SELECTED EXTRACT =
◇ ◇ ◇

Abstracts

Polygraphic Localization of Deep EEG Generator

Abstract number : 1.143
Submission category : 3. Neurophysiology / 3C. Other Clinical EEG
Year : 2023
Submission ID : 262
Source : www.aesnet.org
Presentation date : 12/2/2023 12:00:00 AM
Published date :

Authors :
Presenting Author: Fumisuke Matsuo, MD – University of Utah School of Medicine


Rationale: While benign epileptiform transients of sleep (BETS) have been well known to clinical neurophysiologists, understanding of their neuroanatomical and behavioral correlates is lacking. Localization of BETS generators to hippocampus by electromagnetic source imaging (Wennberg et al., 2020) was collaborated by polygraphic demonstration (Matsuo, 2021 AES Annual Meeting Abstract. AESnet.org). Investigation into variations among increasing numbers of BETS revealed waveform complexity in posterior temporal derivation indicative of contribution of multiple generators. This study was focused on polygraphic correlates of basal generator involved at BETS initiation.

◇ ◇ ◇

WHAT TO WORK ON =
Render this sentence from the abstract on localizing a deep EEG generator in Spanish: "This study was focused on polygraphic correlates of basal generator involved at BETS initiation." Rely only on the abstract above.

◇ ◇ ◇

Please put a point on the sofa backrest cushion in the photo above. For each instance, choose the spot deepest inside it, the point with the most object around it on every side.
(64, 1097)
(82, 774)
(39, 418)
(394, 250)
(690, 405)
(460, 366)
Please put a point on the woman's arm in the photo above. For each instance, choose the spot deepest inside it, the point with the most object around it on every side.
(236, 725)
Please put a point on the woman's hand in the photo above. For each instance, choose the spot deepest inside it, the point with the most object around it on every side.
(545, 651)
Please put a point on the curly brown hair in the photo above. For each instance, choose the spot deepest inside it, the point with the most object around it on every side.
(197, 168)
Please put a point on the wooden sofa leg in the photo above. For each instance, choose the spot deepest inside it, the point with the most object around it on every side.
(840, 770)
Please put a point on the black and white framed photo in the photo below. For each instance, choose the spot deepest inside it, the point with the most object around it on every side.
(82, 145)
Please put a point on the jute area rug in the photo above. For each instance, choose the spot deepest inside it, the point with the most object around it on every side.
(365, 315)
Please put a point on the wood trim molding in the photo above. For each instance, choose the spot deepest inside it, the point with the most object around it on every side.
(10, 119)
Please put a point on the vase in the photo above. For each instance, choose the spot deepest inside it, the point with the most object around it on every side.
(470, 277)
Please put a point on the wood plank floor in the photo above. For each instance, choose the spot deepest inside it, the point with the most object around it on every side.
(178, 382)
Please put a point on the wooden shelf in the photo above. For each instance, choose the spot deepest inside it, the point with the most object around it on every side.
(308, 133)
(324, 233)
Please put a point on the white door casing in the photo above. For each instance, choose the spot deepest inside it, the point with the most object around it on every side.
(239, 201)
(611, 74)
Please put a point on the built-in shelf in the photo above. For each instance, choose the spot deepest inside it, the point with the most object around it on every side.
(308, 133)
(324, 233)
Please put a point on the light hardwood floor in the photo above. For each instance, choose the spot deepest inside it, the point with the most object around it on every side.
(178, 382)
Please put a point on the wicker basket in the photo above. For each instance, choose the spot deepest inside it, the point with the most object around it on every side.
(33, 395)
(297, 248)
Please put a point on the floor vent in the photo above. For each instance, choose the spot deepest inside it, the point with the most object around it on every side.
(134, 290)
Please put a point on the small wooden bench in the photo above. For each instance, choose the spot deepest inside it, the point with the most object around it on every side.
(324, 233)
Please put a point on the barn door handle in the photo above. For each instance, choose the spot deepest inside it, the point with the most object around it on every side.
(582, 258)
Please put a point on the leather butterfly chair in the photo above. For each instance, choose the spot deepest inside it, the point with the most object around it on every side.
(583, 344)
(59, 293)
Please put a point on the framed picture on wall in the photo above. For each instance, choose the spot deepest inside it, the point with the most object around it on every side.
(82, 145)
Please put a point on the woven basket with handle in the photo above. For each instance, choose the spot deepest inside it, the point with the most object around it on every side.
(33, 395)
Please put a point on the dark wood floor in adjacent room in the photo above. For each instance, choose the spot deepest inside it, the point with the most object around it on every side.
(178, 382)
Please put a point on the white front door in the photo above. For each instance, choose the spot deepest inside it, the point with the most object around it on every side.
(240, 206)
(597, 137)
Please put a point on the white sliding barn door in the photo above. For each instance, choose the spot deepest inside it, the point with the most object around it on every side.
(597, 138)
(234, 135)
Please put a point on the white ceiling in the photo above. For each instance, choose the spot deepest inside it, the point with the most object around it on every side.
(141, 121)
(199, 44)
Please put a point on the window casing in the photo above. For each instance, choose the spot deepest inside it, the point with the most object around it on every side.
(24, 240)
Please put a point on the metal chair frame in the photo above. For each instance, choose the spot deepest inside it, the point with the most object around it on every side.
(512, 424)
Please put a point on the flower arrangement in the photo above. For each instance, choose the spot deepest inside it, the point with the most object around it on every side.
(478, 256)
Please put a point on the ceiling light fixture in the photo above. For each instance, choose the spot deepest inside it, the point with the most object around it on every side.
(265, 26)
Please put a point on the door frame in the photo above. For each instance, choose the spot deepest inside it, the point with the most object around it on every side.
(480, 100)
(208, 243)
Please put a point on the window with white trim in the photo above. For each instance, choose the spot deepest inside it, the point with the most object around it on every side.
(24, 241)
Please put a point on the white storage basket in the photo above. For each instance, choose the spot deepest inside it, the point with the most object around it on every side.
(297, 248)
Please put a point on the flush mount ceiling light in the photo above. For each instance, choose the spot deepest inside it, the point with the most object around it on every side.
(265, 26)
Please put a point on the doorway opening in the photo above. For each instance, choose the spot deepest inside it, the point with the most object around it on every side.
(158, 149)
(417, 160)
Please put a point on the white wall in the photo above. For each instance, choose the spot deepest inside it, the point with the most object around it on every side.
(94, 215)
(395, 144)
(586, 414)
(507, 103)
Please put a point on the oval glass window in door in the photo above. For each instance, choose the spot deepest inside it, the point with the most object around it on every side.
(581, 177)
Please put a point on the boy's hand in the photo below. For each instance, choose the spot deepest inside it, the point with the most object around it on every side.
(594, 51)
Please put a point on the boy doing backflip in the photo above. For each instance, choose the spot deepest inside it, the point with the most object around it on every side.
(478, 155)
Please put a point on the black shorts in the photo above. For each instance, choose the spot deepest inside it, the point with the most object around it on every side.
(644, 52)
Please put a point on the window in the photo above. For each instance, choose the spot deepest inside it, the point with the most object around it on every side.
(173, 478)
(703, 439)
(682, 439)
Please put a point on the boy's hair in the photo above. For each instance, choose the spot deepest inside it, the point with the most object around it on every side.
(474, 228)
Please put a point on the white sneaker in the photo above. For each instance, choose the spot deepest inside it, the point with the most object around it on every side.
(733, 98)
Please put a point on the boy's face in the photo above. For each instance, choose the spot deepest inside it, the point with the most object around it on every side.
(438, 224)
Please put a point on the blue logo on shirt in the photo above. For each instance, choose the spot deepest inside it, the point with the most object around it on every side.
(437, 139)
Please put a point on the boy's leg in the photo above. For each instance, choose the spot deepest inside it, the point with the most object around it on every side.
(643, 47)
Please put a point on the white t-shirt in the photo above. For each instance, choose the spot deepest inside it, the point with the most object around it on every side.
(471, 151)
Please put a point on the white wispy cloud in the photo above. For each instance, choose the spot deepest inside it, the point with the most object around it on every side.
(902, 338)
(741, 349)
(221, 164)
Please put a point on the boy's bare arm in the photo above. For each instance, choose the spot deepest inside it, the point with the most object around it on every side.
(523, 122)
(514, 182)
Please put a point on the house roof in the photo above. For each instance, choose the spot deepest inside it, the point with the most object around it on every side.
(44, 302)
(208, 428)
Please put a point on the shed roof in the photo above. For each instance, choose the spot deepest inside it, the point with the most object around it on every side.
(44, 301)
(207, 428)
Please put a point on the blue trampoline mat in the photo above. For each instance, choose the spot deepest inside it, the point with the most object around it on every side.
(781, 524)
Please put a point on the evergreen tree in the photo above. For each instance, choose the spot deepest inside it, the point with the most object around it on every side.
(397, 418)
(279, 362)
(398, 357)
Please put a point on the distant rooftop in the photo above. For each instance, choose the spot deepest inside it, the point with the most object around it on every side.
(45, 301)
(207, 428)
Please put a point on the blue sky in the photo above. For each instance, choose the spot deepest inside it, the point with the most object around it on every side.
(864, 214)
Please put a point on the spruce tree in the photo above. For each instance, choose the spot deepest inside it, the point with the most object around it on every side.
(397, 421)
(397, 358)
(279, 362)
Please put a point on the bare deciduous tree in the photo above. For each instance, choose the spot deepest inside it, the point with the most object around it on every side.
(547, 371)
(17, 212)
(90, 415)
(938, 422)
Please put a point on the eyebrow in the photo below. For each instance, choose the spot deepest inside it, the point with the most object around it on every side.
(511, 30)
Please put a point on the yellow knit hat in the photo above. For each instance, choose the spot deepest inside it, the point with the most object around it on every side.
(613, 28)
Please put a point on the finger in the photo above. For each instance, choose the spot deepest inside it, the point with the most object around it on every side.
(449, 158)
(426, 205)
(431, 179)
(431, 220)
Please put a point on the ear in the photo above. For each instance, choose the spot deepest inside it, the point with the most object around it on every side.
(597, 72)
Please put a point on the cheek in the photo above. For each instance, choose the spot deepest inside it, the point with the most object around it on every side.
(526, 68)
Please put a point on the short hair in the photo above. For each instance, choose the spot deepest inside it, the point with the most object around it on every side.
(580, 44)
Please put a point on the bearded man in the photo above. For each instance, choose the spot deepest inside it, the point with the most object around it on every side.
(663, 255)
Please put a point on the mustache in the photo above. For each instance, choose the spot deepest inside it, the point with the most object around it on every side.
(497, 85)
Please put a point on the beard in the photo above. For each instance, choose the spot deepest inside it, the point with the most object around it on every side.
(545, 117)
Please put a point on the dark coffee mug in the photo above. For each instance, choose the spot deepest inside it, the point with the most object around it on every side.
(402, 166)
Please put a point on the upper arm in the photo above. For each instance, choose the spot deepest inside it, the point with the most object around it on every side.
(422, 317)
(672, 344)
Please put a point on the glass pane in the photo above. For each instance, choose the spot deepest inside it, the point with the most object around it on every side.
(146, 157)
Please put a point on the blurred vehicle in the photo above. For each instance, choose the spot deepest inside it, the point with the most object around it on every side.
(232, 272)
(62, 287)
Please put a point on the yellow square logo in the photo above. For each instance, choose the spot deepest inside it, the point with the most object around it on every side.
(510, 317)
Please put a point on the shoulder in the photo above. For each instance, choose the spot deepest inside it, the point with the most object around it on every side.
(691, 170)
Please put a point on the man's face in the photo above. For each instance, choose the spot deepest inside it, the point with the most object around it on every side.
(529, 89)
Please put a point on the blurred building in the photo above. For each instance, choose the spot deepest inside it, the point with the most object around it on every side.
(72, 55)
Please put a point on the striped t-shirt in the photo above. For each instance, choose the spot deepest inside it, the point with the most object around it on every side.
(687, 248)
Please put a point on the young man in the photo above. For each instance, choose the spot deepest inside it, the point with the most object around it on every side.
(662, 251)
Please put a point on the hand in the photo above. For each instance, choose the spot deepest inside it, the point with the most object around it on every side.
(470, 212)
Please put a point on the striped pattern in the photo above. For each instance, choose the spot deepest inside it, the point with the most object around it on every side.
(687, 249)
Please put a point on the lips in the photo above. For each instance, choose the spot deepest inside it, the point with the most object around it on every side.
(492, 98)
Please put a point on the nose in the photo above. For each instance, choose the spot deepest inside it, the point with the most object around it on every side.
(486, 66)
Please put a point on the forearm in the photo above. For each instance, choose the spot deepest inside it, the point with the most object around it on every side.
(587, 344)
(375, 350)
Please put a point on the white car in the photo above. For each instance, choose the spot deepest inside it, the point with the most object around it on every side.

◇ ◇ ◇

TASK RESPONSE =
Este estudio se centró en los correlatos poligráficos del generador basal implicado en el inicio de los BETS.